## Bereitgestellter Text
"Erwachsen auf Probe" Platte Debatte

Werbung durch Skandalisierung? Für RTL ein Kinderspiel. Die umstrittene Dokushow "Erwachsen auf Probe" stand schon vor der Ausstrahlung unter dem Verdacht der Kindesmisshandlung. Beim Anschauen allerdings stellt sich heraus: Nur einer wird gefoltert - der Zuschauer.
Von Peer Schader

Wenn Chiara, Alicia, Theresa, Zoé-Marie und Lasse älter sind, wird ihnen irgendwer erklären müssen, wie sie als Kleinkinder das Land in die Krise gestürzt haben - damals, im Jahr 2009, als nebenbei der erste schwarze US-Präsident vereidigt wurde, General Motors Insolvenz anmeldete und eine Air-France-Maschine mit mehr als 200 Passagieren über dem Atlantik abstürzte.

## Datensätze

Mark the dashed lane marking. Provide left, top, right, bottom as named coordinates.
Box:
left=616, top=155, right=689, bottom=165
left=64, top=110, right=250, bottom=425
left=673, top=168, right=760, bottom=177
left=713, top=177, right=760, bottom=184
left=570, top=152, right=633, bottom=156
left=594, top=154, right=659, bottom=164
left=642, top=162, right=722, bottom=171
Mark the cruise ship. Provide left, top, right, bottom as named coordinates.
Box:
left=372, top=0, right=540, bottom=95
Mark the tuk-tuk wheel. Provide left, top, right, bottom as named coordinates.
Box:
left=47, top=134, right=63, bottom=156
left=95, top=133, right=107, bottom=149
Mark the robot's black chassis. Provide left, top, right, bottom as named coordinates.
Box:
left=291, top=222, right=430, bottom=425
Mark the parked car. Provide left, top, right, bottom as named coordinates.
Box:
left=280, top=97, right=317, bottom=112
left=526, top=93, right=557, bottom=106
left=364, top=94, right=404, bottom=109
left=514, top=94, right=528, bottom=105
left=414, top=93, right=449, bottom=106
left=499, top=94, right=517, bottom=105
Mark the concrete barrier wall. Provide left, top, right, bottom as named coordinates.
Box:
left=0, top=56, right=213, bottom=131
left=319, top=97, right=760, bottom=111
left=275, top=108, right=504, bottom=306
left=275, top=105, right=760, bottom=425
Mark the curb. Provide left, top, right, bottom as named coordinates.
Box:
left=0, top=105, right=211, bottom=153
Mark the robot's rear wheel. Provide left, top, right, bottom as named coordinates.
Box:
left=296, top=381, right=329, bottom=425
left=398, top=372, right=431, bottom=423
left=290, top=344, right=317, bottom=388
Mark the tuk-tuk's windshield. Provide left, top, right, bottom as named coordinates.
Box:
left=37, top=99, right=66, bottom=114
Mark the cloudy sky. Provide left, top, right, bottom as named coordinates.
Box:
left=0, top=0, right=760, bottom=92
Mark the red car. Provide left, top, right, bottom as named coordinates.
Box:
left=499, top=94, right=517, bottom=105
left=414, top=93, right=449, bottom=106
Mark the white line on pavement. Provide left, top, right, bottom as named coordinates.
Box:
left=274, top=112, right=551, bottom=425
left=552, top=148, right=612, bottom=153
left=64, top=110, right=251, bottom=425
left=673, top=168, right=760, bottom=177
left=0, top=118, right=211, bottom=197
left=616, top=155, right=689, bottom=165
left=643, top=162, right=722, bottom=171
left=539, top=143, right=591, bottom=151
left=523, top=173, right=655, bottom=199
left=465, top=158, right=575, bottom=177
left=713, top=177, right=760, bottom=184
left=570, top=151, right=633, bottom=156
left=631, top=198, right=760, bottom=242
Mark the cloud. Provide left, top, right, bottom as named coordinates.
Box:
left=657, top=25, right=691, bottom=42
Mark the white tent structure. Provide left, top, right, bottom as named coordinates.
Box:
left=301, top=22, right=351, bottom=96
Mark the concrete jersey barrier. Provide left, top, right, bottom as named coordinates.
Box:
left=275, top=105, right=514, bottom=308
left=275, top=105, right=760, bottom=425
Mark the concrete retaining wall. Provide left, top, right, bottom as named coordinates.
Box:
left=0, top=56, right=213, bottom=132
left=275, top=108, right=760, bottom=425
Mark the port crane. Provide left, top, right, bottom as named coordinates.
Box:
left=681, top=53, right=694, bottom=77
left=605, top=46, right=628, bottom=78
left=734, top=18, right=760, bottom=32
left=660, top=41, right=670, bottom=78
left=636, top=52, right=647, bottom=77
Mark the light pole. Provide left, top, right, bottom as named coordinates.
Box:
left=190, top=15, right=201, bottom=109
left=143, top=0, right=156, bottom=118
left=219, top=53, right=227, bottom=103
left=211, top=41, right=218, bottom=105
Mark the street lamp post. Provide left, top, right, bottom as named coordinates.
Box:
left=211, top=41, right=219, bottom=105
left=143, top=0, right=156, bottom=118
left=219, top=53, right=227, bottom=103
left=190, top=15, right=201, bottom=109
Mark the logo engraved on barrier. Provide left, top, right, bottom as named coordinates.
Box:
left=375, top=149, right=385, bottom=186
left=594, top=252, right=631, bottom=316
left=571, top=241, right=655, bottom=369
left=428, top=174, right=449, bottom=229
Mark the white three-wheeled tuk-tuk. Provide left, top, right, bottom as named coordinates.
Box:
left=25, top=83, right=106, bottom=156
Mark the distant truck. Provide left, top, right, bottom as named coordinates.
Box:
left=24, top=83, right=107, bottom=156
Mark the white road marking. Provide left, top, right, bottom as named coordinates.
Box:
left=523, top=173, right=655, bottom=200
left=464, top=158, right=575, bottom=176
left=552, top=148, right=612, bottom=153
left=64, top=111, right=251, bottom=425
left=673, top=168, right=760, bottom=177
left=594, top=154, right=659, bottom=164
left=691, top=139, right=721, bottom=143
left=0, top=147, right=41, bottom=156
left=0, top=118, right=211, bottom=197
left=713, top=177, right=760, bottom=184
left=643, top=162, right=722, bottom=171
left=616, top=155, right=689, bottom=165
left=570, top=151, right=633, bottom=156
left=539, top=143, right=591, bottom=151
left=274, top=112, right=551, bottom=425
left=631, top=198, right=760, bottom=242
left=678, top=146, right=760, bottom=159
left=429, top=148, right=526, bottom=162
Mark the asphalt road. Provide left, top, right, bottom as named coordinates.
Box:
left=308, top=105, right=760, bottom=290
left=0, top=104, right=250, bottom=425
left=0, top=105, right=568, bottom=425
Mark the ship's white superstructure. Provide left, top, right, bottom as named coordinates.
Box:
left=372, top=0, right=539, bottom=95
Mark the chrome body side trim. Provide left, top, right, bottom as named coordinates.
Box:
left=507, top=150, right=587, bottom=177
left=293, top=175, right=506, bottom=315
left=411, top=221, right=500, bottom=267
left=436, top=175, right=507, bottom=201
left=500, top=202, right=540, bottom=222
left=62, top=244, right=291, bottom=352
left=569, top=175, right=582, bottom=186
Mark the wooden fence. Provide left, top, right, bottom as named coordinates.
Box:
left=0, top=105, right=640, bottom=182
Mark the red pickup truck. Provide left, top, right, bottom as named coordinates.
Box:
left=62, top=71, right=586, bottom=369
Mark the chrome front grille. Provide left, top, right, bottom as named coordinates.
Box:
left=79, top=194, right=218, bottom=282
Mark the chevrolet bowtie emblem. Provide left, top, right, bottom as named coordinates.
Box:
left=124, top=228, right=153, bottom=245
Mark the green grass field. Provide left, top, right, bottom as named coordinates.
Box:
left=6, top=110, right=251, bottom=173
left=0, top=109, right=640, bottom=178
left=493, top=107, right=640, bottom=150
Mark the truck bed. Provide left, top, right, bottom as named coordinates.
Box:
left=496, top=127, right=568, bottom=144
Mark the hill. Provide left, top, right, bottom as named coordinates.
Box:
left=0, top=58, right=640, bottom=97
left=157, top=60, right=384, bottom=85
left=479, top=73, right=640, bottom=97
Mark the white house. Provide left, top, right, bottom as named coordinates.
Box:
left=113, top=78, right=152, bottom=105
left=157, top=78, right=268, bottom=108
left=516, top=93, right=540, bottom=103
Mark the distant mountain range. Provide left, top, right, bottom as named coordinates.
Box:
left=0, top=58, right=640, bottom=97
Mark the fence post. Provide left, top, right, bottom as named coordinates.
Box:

## Aufgabenstellung
Schreiben Sie aus dem Text über die RTL-Dokushow „Erwachsen auf Probe“ den Abschnitt von „Werbung durch Skandalisierung?“ bis einschließlich „- der Zuschauer.“ wortgetreu ab.

## Lösung der Aufgabe
Werbung durch Skandalisierung? Für RTL ein Kinderspiel. Die umstrittene Dokushow "Erwachsen auf Probe" stand schon vor der Ausstrahlung unter dem Verdacht der Kindesmisshandlung. Beim Anschauen allerdings stellt sich heraus: Nur einer wird gefoltert - der Zuschauer.